-- Ausgangstext --
■ ■ ■ ■ ■
Dementsprechend lauten die Feststellungen in der Sachverhaltsdarstellung des gegenständlichen Erkenntnisses.

Der Beschwerdeführer BB behauptet in seinem Rechtsmittel, dass der Erwerb von Privateigentum an dem Gst  Nr  **1, GB **** Y, „klammheimlich regelrecht erschlichen worden sein muss“. Der Beschwerdeführer zeigt damit aber keinen Umstand auf, dass die Eintragung des Eigentumsrechtes zugunsten des KK im Grundbuchsanlegungsprotokoll gesetzwidrig erfolgt sei. Darüber hinaus lag dem Erwerb des Eigentums am Gst  Nr  **1, GB **** Y, im Jahr 1890 der zwischen KK und seinem Vater LL abgeschlossene Übergabevertrag zugrunde. Auch im Jahr 1890 war die Gemeinde Y somit nicht Eigentümerin des verfahrensgegenständlichen Grundstückes.
■ ■ ■ ■ ■
Einträge zur Koordinatenannotation:
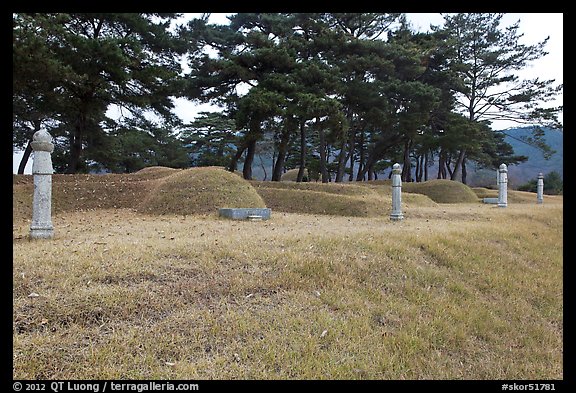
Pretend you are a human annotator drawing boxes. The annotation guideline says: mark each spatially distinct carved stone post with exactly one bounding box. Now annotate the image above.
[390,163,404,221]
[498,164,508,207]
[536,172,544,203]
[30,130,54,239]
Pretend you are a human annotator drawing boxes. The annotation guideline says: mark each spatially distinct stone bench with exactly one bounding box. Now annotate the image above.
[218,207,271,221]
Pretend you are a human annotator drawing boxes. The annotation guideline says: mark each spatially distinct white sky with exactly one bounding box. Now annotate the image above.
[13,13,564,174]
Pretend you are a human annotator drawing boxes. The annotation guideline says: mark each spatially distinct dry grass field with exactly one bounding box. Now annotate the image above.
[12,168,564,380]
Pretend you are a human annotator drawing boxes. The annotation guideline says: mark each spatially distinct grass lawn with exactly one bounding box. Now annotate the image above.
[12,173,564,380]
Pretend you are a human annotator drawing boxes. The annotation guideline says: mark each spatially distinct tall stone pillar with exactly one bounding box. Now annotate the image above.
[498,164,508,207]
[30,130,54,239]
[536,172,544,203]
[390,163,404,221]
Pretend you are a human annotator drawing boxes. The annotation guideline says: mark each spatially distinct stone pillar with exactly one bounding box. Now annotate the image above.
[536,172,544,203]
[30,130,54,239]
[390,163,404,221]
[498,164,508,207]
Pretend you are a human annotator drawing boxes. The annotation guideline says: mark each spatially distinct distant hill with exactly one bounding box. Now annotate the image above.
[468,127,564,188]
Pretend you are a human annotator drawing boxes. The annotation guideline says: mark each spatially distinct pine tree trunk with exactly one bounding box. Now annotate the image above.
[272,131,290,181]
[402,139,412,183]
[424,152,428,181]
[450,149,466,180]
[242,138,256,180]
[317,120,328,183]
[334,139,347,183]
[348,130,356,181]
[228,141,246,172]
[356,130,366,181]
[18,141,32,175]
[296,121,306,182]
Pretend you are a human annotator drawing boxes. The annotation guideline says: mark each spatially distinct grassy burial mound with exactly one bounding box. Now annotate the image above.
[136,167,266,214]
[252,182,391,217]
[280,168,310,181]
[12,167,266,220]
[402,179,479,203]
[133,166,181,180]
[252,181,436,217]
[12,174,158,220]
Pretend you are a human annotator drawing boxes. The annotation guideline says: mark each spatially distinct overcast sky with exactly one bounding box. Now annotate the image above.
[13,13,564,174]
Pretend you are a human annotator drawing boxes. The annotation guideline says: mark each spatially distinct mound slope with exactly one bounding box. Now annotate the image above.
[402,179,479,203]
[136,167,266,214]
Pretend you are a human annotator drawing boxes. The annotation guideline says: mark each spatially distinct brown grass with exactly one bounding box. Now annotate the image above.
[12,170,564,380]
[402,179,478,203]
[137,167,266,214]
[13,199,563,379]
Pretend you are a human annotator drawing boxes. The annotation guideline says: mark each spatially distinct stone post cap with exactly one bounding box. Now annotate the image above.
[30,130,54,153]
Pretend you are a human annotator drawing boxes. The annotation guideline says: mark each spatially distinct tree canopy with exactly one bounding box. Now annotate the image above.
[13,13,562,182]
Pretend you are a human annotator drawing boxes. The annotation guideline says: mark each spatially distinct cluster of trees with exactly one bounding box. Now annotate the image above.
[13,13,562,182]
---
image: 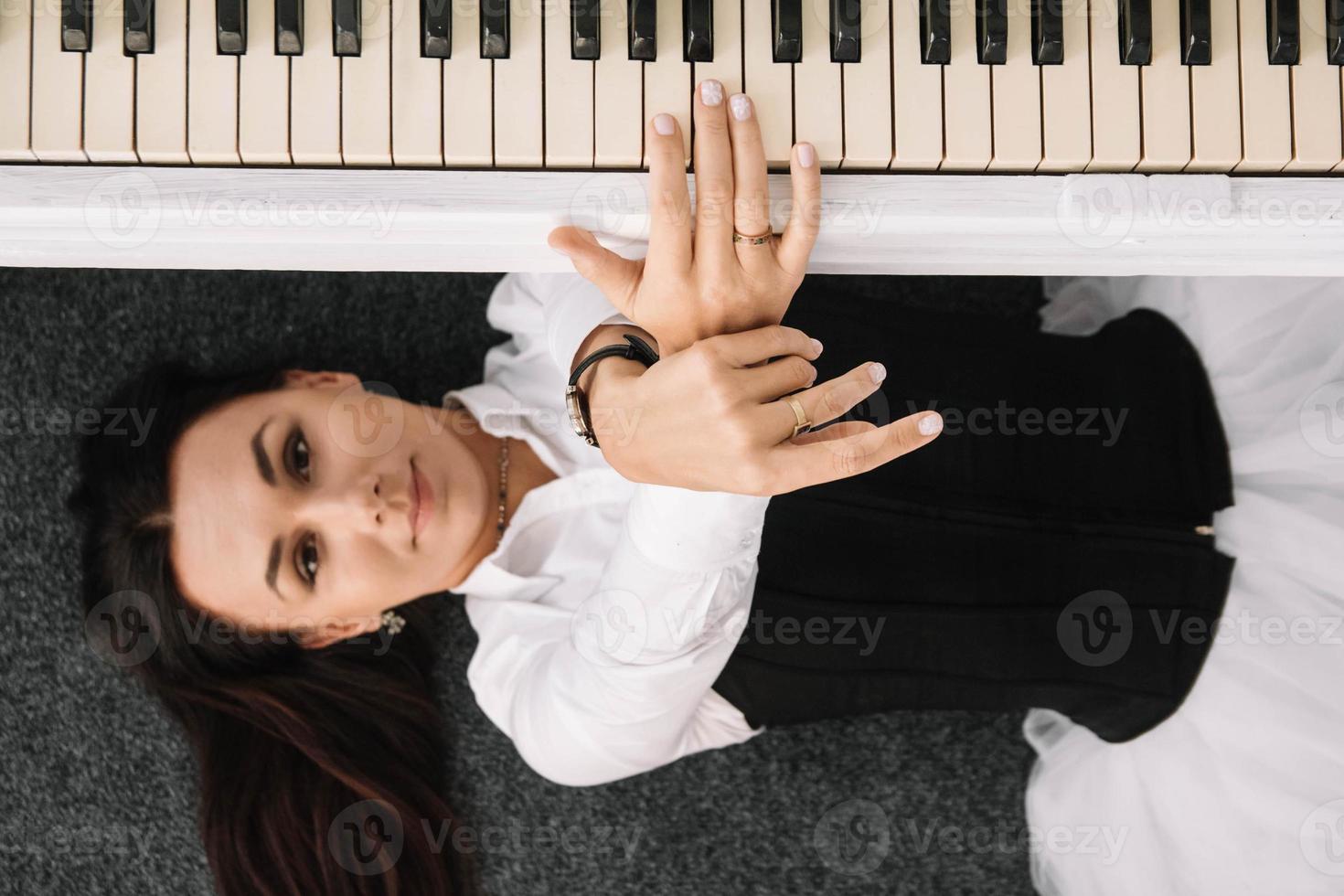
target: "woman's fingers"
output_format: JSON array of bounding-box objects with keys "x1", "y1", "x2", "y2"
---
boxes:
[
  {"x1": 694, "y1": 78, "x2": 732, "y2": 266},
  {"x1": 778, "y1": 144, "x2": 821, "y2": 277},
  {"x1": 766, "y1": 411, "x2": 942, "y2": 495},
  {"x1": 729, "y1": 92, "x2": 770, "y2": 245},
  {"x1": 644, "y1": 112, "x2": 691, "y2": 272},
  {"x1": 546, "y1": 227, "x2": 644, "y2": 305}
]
■ ■ ■ ■ ■
-- Zu erledigende Aufgabe --
Bearbeite den Ausgangstext, indem du alles von „Dementsprechend lauten die“ bis hinunter zu „des verfahrensgegenständlichen Grundstückes.“ wiedergibst und darin „Übergabevertrag“ durch „Schenkungsvertrag“ ersetzt.

-- Lösung der Aufgabe --
Dementsprechend lauten die Feststellungen in der Sachverhaltsdarstellung des gegenständlichen Erkenntnisses.

Der Beschwerdeführer BB behauptet in seinem Rechtsmittel, dass der Erwerb von Privateigentum an dem Gst  Nr  **1, GB **** Y, „klammheimlich regelrecht erschlichen worden sein muss“. Der Beschwerdeführer zeigt damit aber keinen Umstand auf, dass die Eintragung des Eigentumsrechtes zugunsten des KK im Grundbuchsanlegungsprotokoll gesetzwidrig erfolgt sei. Darüber hinaus lag dem Erwerb des Eigentums am Gst  Nr  **1, GB **** Y, im Jahr 1890 der zwischen KK und seinem Vater LL abgeschlossene Schenkungsvertrag zugrunde. Auch im Jahr 1890 war die Gemeinde Y somit nicht Eigentümerin des verfahrensgegenständlichen Grundstückes.